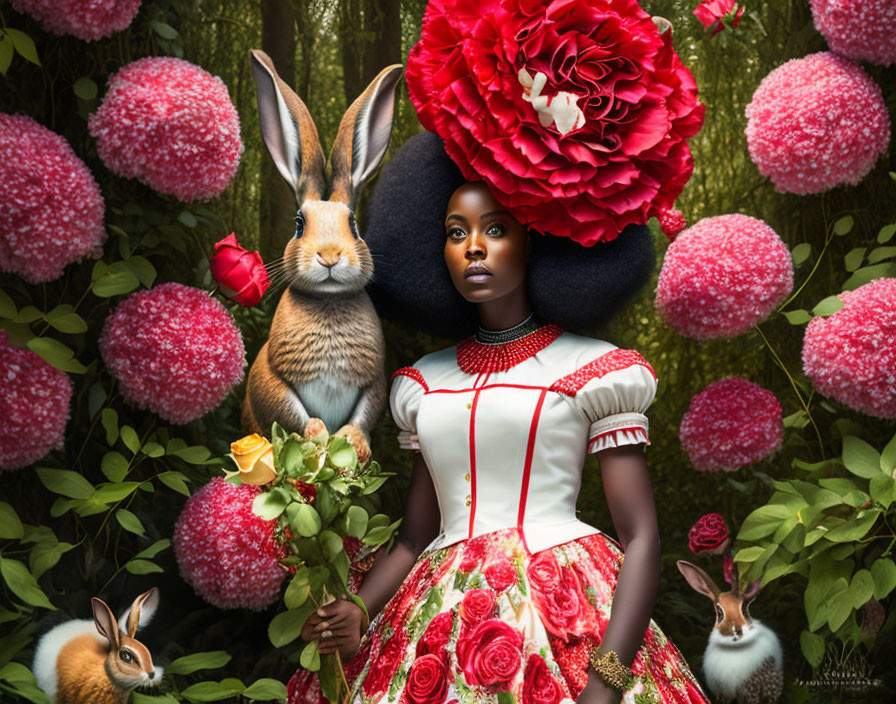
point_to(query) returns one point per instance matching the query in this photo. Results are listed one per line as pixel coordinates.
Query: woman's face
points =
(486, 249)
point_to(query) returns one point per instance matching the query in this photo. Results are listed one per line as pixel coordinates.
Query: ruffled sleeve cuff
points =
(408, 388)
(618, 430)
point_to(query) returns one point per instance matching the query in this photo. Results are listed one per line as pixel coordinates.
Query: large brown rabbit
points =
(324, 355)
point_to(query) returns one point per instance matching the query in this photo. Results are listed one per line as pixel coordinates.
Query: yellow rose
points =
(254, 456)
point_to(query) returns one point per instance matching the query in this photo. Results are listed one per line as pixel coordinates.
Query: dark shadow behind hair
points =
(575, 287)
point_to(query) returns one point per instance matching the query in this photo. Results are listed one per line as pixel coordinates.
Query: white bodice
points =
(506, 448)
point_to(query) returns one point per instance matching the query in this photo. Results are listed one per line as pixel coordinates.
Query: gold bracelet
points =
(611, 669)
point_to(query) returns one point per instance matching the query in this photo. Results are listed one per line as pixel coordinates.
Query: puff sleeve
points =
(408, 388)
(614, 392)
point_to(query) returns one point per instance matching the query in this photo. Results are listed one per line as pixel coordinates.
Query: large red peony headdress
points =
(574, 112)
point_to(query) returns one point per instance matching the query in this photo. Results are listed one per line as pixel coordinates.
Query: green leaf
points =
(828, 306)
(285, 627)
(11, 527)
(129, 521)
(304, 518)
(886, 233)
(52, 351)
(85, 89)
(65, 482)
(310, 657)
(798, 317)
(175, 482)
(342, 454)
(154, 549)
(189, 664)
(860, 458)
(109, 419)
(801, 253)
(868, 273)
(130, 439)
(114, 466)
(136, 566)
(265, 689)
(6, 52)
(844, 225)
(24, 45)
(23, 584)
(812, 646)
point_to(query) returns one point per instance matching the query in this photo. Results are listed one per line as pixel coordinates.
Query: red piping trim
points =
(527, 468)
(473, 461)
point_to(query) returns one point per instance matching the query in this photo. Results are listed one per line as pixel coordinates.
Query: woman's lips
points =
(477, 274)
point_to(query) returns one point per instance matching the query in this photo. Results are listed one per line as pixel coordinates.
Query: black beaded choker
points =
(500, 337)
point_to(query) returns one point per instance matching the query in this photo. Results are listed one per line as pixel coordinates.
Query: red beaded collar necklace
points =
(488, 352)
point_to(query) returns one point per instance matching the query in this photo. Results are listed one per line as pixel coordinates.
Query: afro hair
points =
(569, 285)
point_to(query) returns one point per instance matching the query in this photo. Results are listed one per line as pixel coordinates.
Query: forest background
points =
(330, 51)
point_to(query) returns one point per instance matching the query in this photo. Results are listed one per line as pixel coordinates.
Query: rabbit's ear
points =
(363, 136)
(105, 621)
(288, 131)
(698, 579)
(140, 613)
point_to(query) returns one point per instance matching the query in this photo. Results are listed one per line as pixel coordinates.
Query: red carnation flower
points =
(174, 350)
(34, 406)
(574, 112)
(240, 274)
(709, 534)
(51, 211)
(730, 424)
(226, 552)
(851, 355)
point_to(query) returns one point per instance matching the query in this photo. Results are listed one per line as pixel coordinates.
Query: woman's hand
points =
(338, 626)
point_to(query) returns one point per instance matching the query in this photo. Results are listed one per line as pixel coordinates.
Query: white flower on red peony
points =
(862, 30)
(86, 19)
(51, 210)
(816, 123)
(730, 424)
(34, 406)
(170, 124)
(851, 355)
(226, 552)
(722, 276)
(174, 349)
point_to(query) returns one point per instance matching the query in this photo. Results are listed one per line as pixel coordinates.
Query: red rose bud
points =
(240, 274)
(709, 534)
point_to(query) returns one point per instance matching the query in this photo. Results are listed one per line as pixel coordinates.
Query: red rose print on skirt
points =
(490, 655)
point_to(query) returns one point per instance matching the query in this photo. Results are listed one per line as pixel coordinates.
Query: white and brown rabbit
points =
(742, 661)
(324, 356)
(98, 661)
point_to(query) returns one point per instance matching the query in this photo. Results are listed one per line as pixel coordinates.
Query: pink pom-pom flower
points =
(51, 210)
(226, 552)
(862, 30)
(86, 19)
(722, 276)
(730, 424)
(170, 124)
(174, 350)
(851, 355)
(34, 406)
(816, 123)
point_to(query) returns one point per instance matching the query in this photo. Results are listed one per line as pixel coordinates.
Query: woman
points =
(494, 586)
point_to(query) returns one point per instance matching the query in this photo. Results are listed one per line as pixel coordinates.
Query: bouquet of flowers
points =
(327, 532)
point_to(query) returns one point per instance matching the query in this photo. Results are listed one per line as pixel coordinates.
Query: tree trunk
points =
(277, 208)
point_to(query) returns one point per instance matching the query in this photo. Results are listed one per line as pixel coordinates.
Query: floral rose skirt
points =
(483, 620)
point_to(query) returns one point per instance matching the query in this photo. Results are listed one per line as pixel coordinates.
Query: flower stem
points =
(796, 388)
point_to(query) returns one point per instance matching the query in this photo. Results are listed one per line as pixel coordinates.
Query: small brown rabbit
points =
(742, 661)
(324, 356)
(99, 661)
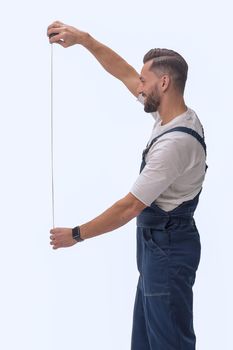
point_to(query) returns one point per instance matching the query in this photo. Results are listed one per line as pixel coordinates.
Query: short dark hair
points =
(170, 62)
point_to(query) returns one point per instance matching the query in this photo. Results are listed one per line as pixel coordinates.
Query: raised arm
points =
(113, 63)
____________
**TASK TO COMPLETE**
Above are records with pictures; repeat the records exactly and leave the pictures out.

**SOLUTION FOR THIS PROBLEM**
point_to(query) returns one point per instance matching the query in this photo. Results are listed one per line as pixel coordinates.
Query: woman's face
points =
(486, 249)
point_to(query) returns one point per instance matching the query in this photo. Results are listed one per line as pixel coordinates.
Query: ruffled sleeve cuff
points =
(408, 388)
(618, 430)
point_to(query) returns one point per instance matching the query in this photo. Results are listed one per line as pixel coordinates.
Query: large brown rabbit
points =
(324, 355)
point_to(query) returns one point per instance matching the query in this photo. Results are listed one per line as pixel coordinates.
Query: yellow rose
points =
(254, 456)
point_to(query) returns one point per instance matching the query in this photo. Results are listed one per line as pixel coordinates.
Query: dark shadow behind hair
points =
(575, 287)
point_to(query) returns one point per instance matching the query in this photo. Results are listed one per line as pixel coordinates.
Query: white bodice
points =
(506, 448)
point_to(query) returns one point per instance matching the query in this photo. Results are listed one per line as pixel coordinates.
Query: gold bracelet
points =
(611, 669)
point_to(query) returns one point per instance matching the query in this photo. Results are listed one per line as pixel coordinates.
Query: puff sleeve
points =
(408, 388)
(614, 392)
point_to(query) returns one point per instance matching the query in this photo. Results are listed one per line as pixel coordinates.
Query: large red peony headdress
points =
(574, 112)
point_to(query) returns one point per instance matching the query in this photo. Results are listed one per line as pixel coordinates.
Query: green leaf
points =
(828, 306)
(285, 627)
(11, 527)
(129, 521)
(304, 518)
(886, 233)
(52, 351)
(85, 89)
(65, 482)
(310, 657)
(798, 317)
(175, 482)
(342, 454)
(154, 549)
(189, 664)
(860, 458)
(109, 419)
(801, 253)
(868, 273)
(130, 439)
(114, 466)
(136, 566)
(265, 689)
(6, 52)
(844, 225)
(24, 45)
(23, 584)
(812, 646)
point_to(query) returns one point per instance matching the query in this photo. Results are listed one per line as pixel coordinates.
Query: red piping trim
points =
(527, 468)
(473, 461)
point_to(query) returns one point per instance matching the query in this photo. Results are listed one per line as pixel coordinates.
Query: woman's lips
points =
(477, 274)
point_to(query) returns one point per instance matching the query in this photo. Results are listed one per line as pixel coordinates.
Query: black beaded choker
points =
(500, 337)
point_to(query) returns one point per instance matching the query in this photo. Results are listed one per line as pixel coordinates.
Query: red beaded collar necklace
points =
(488, 352)
point_to(query) returns one point per instance matching the query in this photo. Results are listed one per line as pixel coordinates.
Query: afro hair
points =
(569, 285)
point_to(query) returns one point per instance matching the query in this photo. Results are listed one per line as pixel coordinates.
Query: forest background
points =
(330, 51)
point_to(query) returns one point per instance matching the query in this photo. Results are listed one per line as pixel coordinates.
Query: rabbit's ear
points =
(363, 136)
(105, 621)
(288, 131)
(698, 579)
(140, 613)
point_to(query) returns one point per instance matching the query in this photo. Results are listed one per line as pixel coordinates.
Query: red carnation flower
points =
(174, 350)
(34, 406)
(574, 112)
(240, 274)
(709, 534)
(51, 211)
(730, 424)
(226, 552)
(851, 355)
point_to(query) returns one point per instance matching the query in this photo. Results are listed one per line as pixel coordinates.
Query: woman's hand
points =
(338, 626)
point_to(query) returns one point per instance matching the query in this photo. Results are listed one per line as pixel coordinates.
Query: white flower on red peony
points =
(862, 30)
(86, 19)
(51, 210)
(816, 123)
(730, 424)
(34, 406)
(170, 124)
(851, 355)
(226, 552)
(722, 276)
(174, 349)
point_to(query) returns one point per instance matching the query in this photo. Results are listed one per line as pixel coordinates.
Query: red rose bud
points =
(240, 274)
(709, 534)
point_to(query) returns one point per instance matching the query in this photo. Results are listed one per line as pixel coordinates.
Query: red rose print on skirt
points =
(490, 655)
point_to(query) returns one point per instance matching the query in this photo. Results are listed one per line as pixel coordinates.
Query: white and brown rabbit
points =
(742, 661)
(324, 356)
(98, 661)
point_to(query) returns one point per instance matching the query in this photo. Results are listed one per line as pixel coordinates.
Query: pink pom-pom flower
points =
(51, 210)
(226, 552)
(862, 30)
(86, 19)
(722, 276)
(730, 424)
(170, 124)
(174, 350)
(851, 355)
(34, 406)
(816, 123)
point_to(query) returns one point per instance matching the query in this photo. Results are listed one per line as pixel coordinates.
Query: woman
points =
(494, 586)
point_to(query) returns one point per instance matching the query in this photo. Results are listed one per line as pixel coordinates.
Query: bouquet of flowers
points =
(327, 532)
point_to(query) returns one point per instance matching the query in this photo. Results are listed one per line as pixel coordinates.
Query: tree trunk
points =
(277, 208)
point_to(query) returns one point per instance matching the query in this photo. Results are listed one per line as pixel coordinates.
Query: floral rose skirt
points =
(483, 620)
point_to(query) returns one point per instance matching the query in this photo. Results are listed one per line as pixel coordinates.
Query: flower stem
points =
(796, 388)
point_to(query) returns one point per instance matching the query in this photo. Results are listed one per line as pixel coordinates.
Query: small brown rabbit
points =
(742, 661)
(324, 356)
(99, 661)
point_to(query) returns one point per instance matching the query in this photo. Results are listed one per line as pixel coordinates.
Query: short dark hair
points =
(170, 62)
point_to(query) returns one point per instance matching the query in this photo. Results are listed one per line as pixel coordinates.
Query: raised arm
points =
(113, 63)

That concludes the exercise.